>>>>>
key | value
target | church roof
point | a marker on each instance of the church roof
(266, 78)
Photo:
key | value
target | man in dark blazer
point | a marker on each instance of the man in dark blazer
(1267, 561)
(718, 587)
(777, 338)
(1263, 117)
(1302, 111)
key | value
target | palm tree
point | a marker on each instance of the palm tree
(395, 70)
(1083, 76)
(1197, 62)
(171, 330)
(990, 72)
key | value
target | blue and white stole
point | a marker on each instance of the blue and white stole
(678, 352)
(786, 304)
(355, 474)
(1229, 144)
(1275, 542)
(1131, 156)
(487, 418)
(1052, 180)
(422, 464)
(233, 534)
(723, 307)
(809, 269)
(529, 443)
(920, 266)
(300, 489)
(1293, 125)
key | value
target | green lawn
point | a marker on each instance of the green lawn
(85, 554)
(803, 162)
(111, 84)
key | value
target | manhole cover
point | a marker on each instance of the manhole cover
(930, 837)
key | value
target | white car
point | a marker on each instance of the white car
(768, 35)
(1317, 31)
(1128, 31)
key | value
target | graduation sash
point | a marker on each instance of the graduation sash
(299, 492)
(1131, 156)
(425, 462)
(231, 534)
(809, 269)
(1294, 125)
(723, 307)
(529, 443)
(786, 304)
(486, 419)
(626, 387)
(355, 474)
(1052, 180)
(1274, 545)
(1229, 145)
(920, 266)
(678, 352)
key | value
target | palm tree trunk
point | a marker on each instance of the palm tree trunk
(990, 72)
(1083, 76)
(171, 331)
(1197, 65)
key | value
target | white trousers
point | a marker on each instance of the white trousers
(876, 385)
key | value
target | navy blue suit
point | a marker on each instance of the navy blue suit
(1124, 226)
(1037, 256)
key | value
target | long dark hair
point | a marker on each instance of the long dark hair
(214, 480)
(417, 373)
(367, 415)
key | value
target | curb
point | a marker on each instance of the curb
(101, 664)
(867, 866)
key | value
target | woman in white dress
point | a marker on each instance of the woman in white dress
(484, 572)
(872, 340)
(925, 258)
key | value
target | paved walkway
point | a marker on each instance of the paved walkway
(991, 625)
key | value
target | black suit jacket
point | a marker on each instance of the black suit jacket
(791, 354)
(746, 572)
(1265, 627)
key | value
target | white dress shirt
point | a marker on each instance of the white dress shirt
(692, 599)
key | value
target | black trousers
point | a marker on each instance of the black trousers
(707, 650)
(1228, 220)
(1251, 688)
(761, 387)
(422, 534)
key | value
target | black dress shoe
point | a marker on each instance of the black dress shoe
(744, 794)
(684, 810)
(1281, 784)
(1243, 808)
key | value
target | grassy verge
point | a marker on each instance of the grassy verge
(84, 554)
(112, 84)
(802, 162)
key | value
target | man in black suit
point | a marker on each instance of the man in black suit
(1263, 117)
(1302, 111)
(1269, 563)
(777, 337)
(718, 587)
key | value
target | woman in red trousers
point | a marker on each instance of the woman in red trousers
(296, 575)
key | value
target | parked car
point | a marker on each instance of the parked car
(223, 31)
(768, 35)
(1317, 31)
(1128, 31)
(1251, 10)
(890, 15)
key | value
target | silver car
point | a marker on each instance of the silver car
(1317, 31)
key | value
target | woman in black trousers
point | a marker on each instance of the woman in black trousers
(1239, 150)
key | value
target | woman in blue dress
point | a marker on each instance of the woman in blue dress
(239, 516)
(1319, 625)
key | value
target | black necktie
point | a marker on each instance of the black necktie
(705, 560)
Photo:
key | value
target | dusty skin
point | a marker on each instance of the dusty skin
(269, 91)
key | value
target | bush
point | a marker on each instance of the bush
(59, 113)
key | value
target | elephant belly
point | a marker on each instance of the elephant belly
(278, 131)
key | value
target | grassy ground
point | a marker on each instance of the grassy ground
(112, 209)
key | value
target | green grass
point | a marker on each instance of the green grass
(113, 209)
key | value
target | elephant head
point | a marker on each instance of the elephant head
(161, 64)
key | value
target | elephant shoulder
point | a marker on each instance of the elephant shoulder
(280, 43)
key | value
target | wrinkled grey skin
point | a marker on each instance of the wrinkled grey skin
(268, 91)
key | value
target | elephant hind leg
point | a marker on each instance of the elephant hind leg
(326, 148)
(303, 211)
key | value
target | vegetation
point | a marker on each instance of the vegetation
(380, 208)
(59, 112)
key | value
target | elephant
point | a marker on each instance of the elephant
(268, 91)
<<<<<
Count the lines in the rows above that contain the string "suit", treating uppercase and lowercase as different. Give only the number.

• Result below:
6